What to do:
Scale the records from the line containing "Could you point out the woman in" through the end of the records, both ends included, and reproduce every line with the requests unchanged. Multiply each point coordinate by 0.6 and round to the nearest whole number, with halves rounded up. Omit the pictures from the output.

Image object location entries
+-------+

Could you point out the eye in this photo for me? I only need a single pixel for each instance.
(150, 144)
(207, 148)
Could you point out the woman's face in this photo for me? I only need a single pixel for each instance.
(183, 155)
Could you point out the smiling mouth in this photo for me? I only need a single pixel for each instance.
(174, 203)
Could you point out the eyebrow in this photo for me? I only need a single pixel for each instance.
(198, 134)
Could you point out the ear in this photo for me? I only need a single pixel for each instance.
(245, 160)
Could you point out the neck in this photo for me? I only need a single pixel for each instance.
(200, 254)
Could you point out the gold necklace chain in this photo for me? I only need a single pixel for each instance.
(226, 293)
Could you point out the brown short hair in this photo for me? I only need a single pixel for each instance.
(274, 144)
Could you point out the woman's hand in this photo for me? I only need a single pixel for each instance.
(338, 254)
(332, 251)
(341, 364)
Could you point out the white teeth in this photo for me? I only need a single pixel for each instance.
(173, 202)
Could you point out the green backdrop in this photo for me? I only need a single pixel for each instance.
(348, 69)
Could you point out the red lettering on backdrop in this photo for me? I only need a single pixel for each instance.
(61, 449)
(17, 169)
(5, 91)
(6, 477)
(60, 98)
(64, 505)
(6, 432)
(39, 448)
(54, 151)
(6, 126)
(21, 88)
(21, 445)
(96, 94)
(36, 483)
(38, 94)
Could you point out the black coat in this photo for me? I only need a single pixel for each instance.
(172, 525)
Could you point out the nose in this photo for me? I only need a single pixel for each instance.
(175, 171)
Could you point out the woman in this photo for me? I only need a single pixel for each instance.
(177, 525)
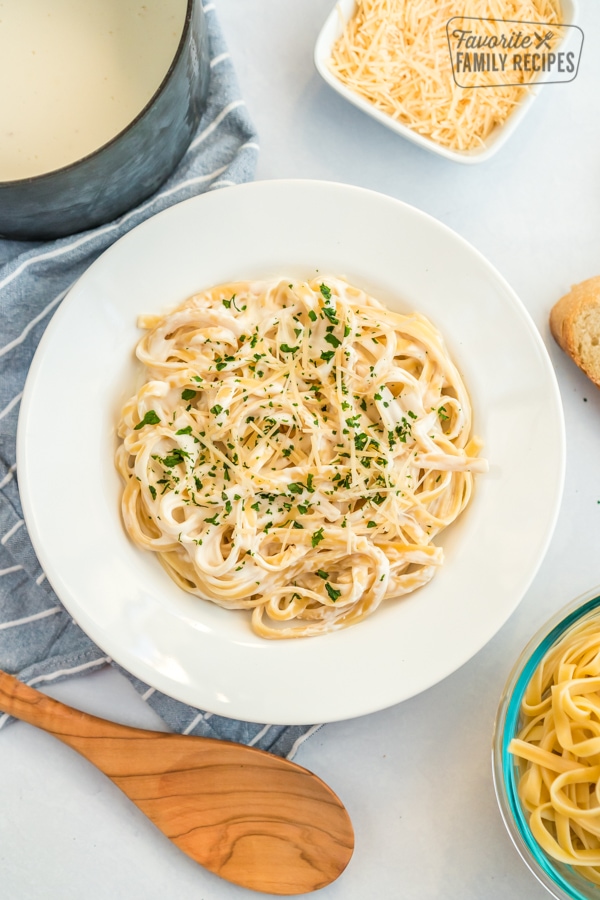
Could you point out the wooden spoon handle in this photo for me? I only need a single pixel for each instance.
(35, 708)
(254, 819)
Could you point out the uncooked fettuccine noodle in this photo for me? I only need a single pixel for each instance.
(294, 451)
(559, 746)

+-------+

Written answer:
Could you point out the woman in this photo for me? I only need a single pixel for each instance.
(106, 315)
Could you point out the wooden spoon handle in this photo for me? I only need a single pixel for each instance.
(21, 425)
(152, 491)
Could you point out the uncooked fettuccine noodle in this photo for me? I only need a single pixel for each instance.
(176, 271)
(335, 448)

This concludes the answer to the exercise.